--- Passage ---
Mumbai, Jan. 17: Malegaon’s Muslims will press the Maharashtra chief minister tomorrow to drop the case against the nine minority community men accused in the 2006 blast in the town and, instead, punish the officers who arrested and “framed” them.

The nine, too, filed a fresh bail application today in a Mumbai court citing Swami Aseemanand’s alleged confession about Right-wing Hindu activists’ role in the explosions, which killed 31 people.

Mufti Ismail, the Independent MLA from Malegaon and imam of the powerloom town’s Jama Masjid, will arrive in Mumbai tomorrow to meet chief minister Prithviraj Chavan and deputy chief minister Ajit Pawar.

He will ask the government to release the nine, drop the Maharashtra Control of Organised Crime Act (Mcoca) case against them, and pay compensation to them for the four and a half years they had spent in prison. Six of the nine accused are from Malegaon.

“We also want the government to act against the police officers, including then anti-terrorism squad (ATS) chief K.P. Raghuvanshi and additional superintendent Rajvardhan, and the Muslim witnesses from Malegaon who framed the nine,” Ismail told The Telegraph.

--- Extracted material ---

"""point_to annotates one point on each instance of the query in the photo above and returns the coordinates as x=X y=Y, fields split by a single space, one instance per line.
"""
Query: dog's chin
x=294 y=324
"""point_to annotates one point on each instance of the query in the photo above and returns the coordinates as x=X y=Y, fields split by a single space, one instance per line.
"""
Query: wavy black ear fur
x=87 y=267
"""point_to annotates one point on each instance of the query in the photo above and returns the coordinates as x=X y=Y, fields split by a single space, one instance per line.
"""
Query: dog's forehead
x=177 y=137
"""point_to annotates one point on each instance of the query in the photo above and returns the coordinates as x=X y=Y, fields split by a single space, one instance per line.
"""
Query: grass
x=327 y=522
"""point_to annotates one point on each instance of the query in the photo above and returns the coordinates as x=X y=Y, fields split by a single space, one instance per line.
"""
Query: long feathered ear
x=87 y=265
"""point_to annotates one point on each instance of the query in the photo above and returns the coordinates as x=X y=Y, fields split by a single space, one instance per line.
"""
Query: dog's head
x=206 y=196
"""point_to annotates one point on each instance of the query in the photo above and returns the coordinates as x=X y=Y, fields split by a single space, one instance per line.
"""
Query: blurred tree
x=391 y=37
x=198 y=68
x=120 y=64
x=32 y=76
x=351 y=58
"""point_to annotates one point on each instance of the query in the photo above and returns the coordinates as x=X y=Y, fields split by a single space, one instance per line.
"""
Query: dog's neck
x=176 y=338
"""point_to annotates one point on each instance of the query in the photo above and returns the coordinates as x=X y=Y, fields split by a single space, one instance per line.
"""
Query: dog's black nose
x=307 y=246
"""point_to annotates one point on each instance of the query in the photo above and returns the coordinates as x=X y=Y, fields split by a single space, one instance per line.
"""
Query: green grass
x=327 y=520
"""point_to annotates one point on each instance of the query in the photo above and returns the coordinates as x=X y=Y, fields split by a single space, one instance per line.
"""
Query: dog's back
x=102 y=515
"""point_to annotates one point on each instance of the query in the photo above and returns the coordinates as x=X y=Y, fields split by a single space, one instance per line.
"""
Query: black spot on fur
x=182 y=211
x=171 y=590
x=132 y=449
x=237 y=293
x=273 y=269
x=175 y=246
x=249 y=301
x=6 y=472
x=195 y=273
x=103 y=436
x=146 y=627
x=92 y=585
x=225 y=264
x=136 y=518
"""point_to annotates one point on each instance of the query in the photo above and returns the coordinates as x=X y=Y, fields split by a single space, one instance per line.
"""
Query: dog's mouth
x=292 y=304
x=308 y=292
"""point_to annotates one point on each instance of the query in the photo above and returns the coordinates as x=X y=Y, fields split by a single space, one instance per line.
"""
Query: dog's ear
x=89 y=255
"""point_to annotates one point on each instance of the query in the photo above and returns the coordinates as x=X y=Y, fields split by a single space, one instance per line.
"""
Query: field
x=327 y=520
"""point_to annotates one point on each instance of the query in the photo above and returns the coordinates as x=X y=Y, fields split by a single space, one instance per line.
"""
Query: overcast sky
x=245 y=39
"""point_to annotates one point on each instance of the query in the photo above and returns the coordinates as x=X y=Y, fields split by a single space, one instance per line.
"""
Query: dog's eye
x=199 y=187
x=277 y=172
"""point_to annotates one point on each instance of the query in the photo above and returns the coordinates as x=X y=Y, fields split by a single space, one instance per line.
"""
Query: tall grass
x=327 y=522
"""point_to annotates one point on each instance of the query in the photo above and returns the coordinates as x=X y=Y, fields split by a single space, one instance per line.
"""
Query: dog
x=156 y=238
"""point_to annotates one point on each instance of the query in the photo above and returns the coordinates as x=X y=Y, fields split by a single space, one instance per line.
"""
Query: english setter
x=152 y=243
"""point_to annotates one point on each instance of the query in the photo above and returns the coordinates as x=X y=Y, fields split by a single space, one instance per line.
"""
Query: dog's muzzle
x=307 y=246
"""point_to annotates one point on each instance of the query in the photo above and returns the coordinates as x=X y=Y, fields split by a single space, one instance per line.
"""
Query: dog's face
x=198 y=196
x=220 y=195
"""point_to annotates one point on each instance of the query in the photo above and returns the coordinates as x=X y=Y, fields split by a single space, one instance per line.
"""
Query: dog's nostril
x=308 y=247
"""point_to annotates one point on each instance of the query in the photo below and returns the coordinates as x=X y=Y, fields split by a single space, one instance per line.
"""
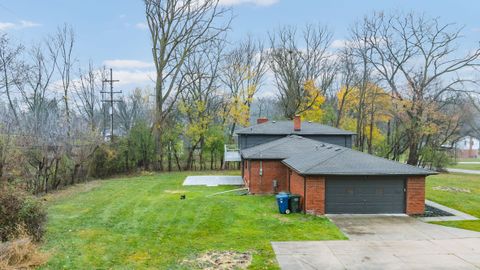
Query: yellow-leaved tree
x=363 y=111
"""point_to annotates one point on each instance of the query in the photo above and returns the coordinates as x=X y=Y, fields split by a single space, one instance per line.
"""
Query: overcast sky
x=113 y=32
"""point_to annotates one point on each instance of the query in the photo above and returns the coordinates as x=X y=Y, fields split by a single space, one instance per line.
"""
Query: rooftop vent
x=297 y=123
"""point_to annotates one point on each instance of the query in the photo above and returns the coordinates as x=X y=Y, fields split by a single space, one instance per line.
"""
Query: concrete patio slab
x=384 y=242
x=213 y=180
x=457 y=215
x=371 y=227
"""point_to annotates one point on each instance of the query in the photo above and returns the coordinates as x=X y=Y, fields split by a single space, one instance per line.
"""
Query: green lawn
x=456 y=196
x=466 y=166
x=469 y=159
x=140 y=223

--

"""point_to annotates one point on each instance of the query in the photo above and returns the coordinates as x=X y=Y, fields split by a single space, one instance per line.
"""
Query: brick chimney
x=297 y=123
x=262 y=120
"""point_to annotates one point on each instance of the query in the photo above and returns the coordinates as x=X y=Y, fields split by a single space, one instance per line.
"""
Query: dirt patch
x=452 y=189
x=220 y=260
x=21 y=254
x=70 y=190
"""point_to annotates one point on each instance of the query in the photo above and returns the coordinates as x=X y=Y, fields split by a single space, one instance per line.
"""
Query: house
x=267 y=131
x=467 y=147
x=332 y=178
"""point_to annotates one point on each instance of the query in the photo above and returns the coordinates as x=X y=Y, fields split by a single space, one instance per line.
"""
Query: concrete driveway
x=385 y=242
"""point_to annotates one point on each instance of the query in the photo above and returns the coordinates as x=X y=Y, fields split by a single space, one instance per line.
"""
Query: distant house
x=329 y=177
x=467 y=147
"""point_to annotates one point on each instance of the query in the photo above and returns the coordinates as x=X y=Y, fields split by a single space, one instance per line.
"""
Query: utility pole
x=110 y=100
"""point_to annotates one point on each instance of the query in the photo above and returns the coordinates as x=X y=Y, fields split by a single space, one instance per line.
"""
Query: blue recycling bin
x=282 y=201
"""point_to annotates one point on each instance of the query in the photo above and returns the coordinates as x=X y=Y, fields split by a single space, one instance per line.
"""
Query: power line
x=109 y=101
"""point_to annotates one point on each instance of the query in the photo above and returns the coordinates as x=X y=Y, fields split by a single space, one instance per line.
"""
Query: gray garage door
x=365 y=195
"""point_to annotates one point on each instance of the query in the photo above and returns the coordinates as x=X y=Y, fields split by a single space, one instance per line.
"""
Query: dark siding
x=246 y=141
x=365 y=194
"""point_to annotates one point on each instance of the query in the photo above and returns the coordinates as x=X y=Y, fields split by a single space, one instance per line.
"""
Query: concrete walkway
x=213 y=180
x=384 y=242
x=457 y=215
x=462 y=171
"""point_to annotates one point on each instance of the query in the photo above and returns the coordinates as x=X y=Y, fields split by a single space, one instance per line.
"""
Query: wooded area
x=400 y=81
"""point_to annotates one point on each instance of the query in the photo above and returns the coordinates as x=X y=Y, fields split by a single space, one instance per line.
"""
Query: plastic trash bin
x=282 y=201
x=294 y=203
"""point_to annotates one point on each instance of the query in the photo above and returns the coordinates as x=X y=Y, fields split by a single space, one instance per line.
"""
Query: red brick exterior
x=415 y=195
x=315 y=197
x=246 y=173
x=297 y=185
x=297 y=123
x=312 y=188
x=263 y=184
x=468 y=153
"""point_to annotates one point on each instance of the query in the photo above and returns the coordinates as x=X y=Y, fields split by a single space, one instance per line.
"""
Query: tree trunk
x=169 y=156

--- Tasks for this exercise ---
- 1) Reproduce the Malegaon passage starting with "Mumbai, Jan. 17: Malegaon’s" and going on through "killed 31 people.".
- 2) List every person named in the Malegaon passage.

--- The replies ---
- 1)
Mumbai, Jan. 17: Malegaon’s Muslims will press the Maharashtra chief minister tomorrow to drop the case against the nine minority community men accused in the 2006 blast in the town and, instead, punish the officers who arrested and “framed” them.

The nine, too, filed a fresh bail application today in a Mumbai court citing Swami Aseemanand’s alleged confession about Right-wing Hindu activists’ role in the explosions, which killed 31 people.

- 2)
Swami Aseemanand
Mufti Ismail
Prithviraj Chavan
Ajit Pawar
K.P. Raghuvanshi
Rajvardhan